* [Given problem] Each record is to be transcribed exactly.
......
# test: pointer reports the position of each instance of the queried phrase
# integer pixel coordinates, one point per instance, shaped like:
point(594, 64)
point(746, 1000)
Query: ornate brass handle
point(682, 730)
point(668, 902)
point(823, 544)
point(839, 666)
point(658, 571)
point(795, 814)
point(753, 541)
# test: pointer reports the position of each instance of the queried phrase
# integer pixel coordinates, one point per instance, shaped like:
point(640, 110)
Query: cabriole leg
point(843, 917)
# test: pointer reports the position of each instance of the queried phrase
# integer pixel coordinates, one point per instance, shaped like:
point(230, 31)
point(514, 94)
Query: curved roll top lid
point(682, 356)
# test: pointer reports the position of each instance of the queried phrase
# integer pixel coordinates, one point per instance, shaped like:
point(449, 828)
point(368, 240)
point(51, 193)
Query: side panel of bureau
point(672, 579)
......
* [Correct answer]
# test: pointer reports the position of each instance of the queried phrase
# integer pixel coordinates, one point per instance, shaped like:
point(594, 64)
point(746, 1000)
Query: ornate brass handle
point(682, 730)
point(668, 902)
point(823, 544)
point(839, 666)
point(658, 571)
point(795, 814)
point(753, 541)
# test: pointer reports the position of each instance of the queried phrase
# integer pixel coordinates, one point per instance, shaped like:
point(640, 110)
Query: cabriole leg
point(843, 917)
# test: pointer reports the position of each instance of the queried phrase
# integer pixel coordinates, one point per instance, shaped like:
point(230, 31)
point(514, 94)
Query: curved roll top lid
point(682, 356)
# test: pointer reports the position of each instance of the queried phrase
# integer pixel coordinates, one point per instance, shaped like:
point(449, 828)
point(368, 240)
point(51, 193)
Query: side panel of bureau
point(672, 579)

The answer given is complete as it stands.